### Texte extrait

Potomitan

Site de promotion des cultures et des langues créoles
Annou voyé kreyòl douvan douvan

À Maurice, une femme présidente:
bonne chance Présidente Gurib-Fakim…

Khal Torabully

 

Un événement historique a eu lieu ce vendredi 5 juin 2015 dans notre île qui vogue résolument vers son destin au lendemain des élections législatives de novembre, avec ses événements qui ont laissé pantois un pays pourtant habitué aux rebondissements et scandales politiques. C’est la nomination de la botaniste Madame Ameenah Gurib-Fakim au poste honorifique de Présidente de la République de Maurice. Je salue l’avènement d’une femme à ce poste, preuve que ce petit pays continue bel et bien son parcours démocratique, et ce dans un monde de plus en plus trouble.

Au Comité al-Idrissi, lors du Bicentenaire de la Bataille de Grand Port

En ces quelques lignes, je tiens à témoigner des échanges que j’ai eus avec Madame Gurib-Fakim lors du Bicentenaire de la Bataille de Grand Port, quand nous étions membres du Comité Al Idrissi. C’est Assad Bughlah, Directuer du Commerce International, qui m’avait invité à y faire part. Il s’agissait de donner une autre vision de l’Histoire maritime de l’océan Indien alors que le pays célébrait la seule bataille navale gagnée par Napoléon et inscrite sur le fronton de l’Arc de Triomphe à Paris. Comme on le sait, malgré cette «victoire» française sur la flotte britannique, le destin de Maurice bascula et l’île devint anglaise: son sort en fut scellé par le Traité de Paris en 1810.

[Entrées de données enregistrées]
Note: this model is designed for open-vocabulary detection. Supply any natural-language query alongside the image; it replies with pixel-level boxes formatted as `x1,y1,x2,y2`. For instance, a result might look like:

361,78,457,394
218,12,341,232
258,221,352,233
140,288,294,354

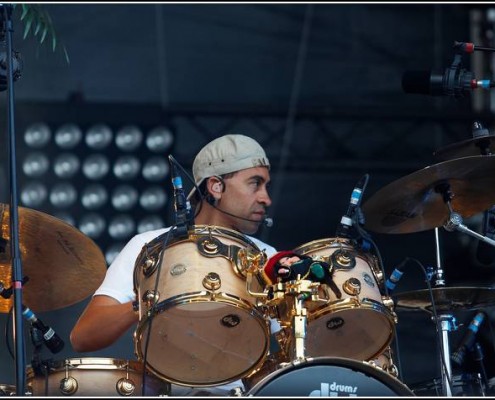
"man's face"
217,167,272,234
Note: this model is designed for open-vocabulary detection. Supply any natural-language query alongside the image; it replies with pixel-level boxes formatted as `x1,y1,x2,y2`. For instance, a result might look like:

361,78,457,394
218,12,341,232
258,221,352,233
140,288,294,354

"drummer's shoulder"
128,227,170,245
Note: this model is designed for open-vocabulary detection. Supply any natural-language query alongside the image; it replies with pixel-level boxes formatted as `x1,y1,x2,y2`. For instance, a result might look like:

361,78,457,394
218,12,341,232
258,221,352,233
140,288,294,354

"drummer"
70,134,276,396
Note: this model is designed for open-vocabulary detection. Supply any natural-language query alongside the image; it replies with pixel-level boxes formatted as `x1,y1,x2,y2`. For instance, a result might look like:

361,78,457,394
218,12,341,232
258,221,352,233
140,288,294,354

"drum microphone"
476,206,495,265
336,174,369,238
385,258,408,293
22,305,65,353
206,194,273,228
451,311,485,365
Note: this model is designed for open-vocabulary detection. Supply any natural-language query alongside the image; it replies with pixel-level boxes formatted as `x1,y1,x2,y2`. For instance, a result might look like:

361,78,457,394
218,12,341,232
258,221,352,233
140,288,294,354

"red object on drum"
263,250,299,284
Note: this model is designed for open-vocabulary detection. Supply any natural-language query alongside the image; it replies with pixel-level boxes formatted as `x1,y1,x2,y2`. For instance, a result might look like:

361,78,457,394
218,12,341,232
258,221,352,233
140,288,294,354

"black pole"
1,4,26,396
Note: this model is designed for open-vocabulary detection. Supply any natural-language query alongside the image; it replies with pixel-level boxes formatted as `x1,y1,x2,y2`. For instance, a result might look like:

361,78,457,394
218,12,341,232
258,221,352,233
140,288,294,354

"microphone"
336,174,369,238
22,305,65,353
450,311,485,365
402,68,495,97
0,276,29,299
385,258,408,293
168,155,191,235
476,206,495,265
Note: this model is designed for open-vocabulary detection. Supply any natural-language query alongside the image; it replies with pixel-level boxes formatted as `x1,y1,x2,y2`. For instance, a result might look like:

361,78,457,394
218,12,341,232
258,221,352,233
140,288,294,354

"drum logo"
309,382,358,397
327,317,344,330
363,273,375,288
220,314,241,328
170,264,187,276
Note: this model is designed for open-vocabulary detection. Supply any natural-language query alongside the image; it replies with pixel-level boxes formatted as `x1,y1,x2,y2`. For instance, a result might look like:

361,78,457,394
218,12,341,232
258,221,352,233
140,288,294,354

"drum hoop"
308,298,395,325
293,237,380,272
133,225,261,295
246,357,414,396
29,357,143,372
136,290,265,324
293,237,354,254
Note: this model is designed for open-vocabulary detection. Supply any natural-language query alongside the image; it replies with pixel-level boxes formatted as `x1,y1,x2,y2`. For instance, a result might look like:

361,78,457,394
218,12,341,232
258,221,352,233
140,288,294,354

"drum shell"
246,357,414,397
0,384,17,397
27,358,170,397
278,238,397,360
134,225,270,387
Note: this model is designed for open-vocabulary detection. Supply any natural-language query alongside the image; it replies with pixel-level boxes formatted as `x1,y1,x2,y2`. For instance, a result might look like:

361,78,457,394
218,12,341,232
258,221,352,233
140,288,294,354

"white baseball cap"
187,134,270,199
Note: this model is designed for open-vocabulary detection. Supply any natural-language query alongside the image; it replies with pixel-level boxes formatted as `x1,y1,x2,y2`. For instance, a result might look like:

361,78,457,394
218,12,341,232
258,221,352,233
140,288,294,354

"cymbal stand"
0,4,26,396
432,228,457,397
443,211,495,246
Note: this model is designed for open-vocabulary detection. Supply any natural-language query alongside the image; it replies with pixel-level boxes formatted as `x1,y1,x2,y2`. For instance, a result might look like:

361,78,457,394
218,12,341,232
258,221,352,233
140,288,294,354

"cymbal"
392,286,495,312
433,135,495,160
0,204,106,313
362,156,495,233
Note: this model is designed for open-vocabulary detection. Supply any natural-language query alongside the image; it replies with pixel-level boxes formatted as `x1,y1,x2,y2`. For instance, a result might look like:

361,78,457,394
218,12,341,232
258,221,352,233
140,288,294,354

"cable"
260,4,313,242
141,225,175,396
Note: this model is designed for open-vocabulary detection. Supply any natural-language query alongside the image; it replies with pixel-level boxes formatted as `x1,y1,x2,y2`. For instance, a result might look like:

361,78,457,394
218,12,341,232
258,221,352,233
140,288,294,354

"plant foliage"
13,3,70,64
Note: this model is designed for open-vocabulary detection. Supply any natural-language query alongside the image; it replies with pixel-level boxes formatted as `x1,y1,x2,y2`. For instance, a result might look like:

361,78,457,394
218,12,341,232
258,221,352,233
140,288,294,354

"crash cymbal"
433,135,495,160
0,204,106,313
362,156,495,233
392,286,495,312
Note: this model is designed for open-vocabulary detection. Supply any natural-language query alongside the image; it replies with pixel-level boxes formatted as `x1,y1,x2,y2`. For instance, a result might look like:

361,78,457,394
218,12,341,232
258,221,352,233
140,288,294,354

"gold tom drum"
27,357,170,397
134,225,269,387
0,384,17,397
281,238,397,360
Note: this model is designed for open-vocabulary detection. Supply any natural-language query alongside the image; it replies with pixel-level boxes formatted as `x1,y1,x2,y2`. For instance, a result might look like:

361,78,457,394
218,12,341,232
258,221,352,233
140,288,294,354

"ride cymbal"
392,286,495,312
0,204,106,313
433,135,495,160
362,156,495,233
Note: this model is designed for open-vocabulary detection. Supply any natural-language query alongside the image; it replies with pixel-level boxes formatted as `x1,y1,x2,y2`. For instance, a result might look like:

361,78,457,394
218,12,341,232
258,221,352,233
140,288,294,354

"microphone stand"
0,4,26,396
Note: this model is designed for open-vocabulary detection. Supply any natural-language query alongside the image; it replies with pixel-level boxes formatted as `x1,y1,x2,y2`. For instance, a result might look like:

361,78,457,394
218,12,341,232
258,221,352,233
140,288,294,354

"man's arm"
70,295,139,352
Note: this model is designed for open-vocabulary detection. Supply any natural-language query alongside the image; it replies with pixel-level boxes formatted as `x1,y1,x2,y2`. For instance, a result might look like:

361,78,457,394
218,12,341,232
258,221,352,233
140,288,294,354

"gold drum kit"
0,130,495,397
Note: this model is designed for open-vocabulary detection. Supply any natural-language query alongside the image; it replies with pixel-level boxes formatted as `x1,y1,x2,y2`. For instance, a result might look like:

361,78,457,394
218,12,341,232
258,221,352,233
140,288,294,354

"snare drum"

### Tâche courte 1
D'après l'article sur la nomination d'Ameenah Gurib-Fakim, à quelle date cette nomination a-t-elle eu lieu ?
### Tâche courte 2
Modifiez l'article sur la nomination d'Ameenah Gurib-Fakim : recopiez le passage compris entre « Au Comité al-Idrissi, lors » et « Paris en 1810. », bornes incluses, en remplaçant « Grand Port » par « Grand-Port ».
### Tâche courte 3
Poursuivez, s'il vous plaît, l'article sur la nomination d'Ameenah Gurib-Fakim à partir de sa dernière phrase.

### Réponse rédigée 1
Le vendredi 5 juin 2015.

### Réponse rédigée 2
Au Comité al-Idrissi, lors du Bicentenaire de la Bataille de Grand-Port

En ces quelques lignes, je tiens à témoigner des échanges que j’ai eus avec Madame Gurib-Fakim lors du Bicentenaire de la Bataille de Grand-Port, quand nous étions membres du Comité Al Idrissi. C’est Assad Bughlah, Directuer du Commerce International, qui m’avait invité à y faire part. Il s’agissait de donner une autre vision de l’Histoire maritime de l’océan Indien alors que le pays célébrait la seule bataille navale gagnée par Napoléon et inscrite sur le fronton de l’Arc de Triomphe à Paris. Comme on le sait, malgré cette «victoire» française sur la flotte britannique, le destin de Maurice bascula et l’île devint anglaise: son sort en fut scellé par le Traité de Paris en 1810.

### Réponse rédigée 3
Une dame éprise de plantes, de géographie et de défis

J’ai rencontré Ameenah Gurib-Fakim, la toute première fois, lors d’une réunion inaugurale du Comité Al Idrissi, mis sur pied pour explorer une vision indiaocéanique de notre histoire maritime, une vision autre de cet océan traversé par deux routes majeures de l’humanité, celle de la Soie et celle des épices. Cette-rencontre était présidée par Giandev Moteea et c'était au bâtiment nouveau de la Poste, pas loin de Victoria Square. Parmi les autres membres présents étaient Marcel Noé et Assad Bughlah. Notre comité devait se pencher sur des activités et actes à poser lors des activités commémorant le bicentenaire de la bataille de Grand Port en août 2010. Et le temps pressait car nous n’avions que quelques mois pour nous décider et acter. Nous avions choisi de nommer notre comité al-Idrissi en raison de l’importance de l’œuvre cartographique du savant andalou né à Ceuta en 1099, et qui travailla avec Roger II de Sicile.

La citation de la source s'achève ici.